----- Estratto -----

Non si è tenuto conto di queste contraddizioni quando, dopo una certa sedimentazione, si è cristallizzata l’espressione ‘tirare la cinghia’, per alludere a una persona che, indigente, mangi poco, e per questo dimagrisca troppo e debba inserire il dardillon -per dirla all’antica maniera provenzale- in un buco molto distante dall’inizio della striscia. Questo imprenditore anche quando guadagnava solo spiccioli mangiava discretamente, ghiotto di bombe caloriche come Delikatessen e frutta secca, ed era obeso, doveva ricorrere alle cosiddette taglie forti, non riusciva a essere atletico nelle sue movenze. Dopo aver scalato le vette del suo successo finanziario -sia pur con qualche problema con la giustizia, soprattutto per una storiaccia di aggiotaggio- si ritrova, in questo suo odierno appesantimento, a non doversi certo rallegrare per la sua impossibilità di stringere il maledetto ‘serpente’.

-----

— Descrizione del compito —
Scrivi il seguito del brano sull'espressione «tirare la cinghia», ripartendo subito dopo la sua ultima frase.

----- Voci estratte -----

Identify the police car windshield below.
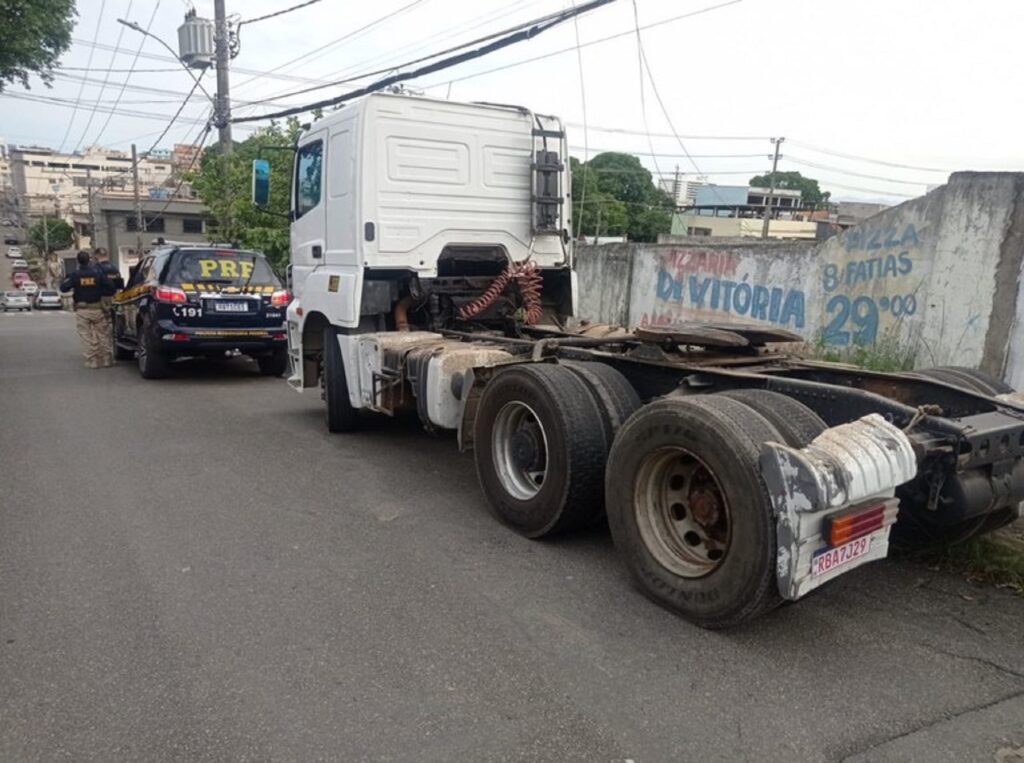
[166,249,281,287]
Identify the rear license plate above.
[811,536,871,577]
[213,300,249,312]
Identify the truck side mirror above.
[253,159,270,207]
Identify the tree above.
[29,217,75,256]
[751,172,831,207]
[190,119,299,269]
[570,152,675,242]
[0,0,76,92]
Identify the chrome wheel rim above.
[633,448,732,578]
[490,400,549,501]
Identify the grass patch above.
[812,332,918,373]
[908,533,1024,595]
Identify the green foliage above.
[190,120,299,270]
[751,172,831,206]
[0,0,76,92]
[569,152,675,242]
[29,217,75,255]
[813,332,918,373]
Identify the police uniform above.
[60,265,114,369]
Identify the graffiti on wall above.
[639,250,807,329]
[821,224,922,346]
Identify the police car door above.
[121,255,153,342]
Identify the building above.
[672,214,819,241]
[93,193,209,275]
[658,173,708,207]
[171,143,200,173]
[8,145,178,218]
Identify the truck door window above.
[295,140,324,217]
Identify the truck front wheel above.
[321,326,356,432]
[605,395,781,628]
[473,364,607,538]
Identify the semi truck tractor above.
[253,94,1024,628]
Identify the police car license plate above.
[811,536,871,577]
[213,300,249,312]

-----

— Risposta attesa —
Del resto l’incongruenza di questa espressione è a monte, perché appare lapalissiano che il dover praticare ulteriori fori rispetto a quelli già presenti nella cintura, per usare il primo da destra, è un grande valore, altro che disvalore! Ambrogio, al contrario, non può permettersi di acquistare una ‘belt’ di taglia unica: la ricerca commerciale di questo accessorio -da lui effettuata in genere presso store di alta moda- implica per forza la richiesta di una misura extra-large, come minimo 130 -il suo record è 139-, numero che lui quasi bisbiglia alle commesse di turno, evidentemente vergognandosene.
Gli addetti alle vendite presso una boutique tendono, nei casi più politically correct, a non battere ciglio quando un facoltoso cliente, in palese sovrappeso, sia a caccia di taglie comode. Con tatto reagiscono alle domande dell’avventore recitando la parte di chi interpreta quelle misure come cifre normali, diverse e non inferiori rispetto a quelle che si attagliano ai grissini. Fanno bene, anzi benissimo, è un imperativo categorico il dovere di rifuggire a priori da colpe come il body shaming. Sono muniti di buona creanza e razionalità, trattano un cliente non magro con bon ton, evitando di ferirne l’orgoglio.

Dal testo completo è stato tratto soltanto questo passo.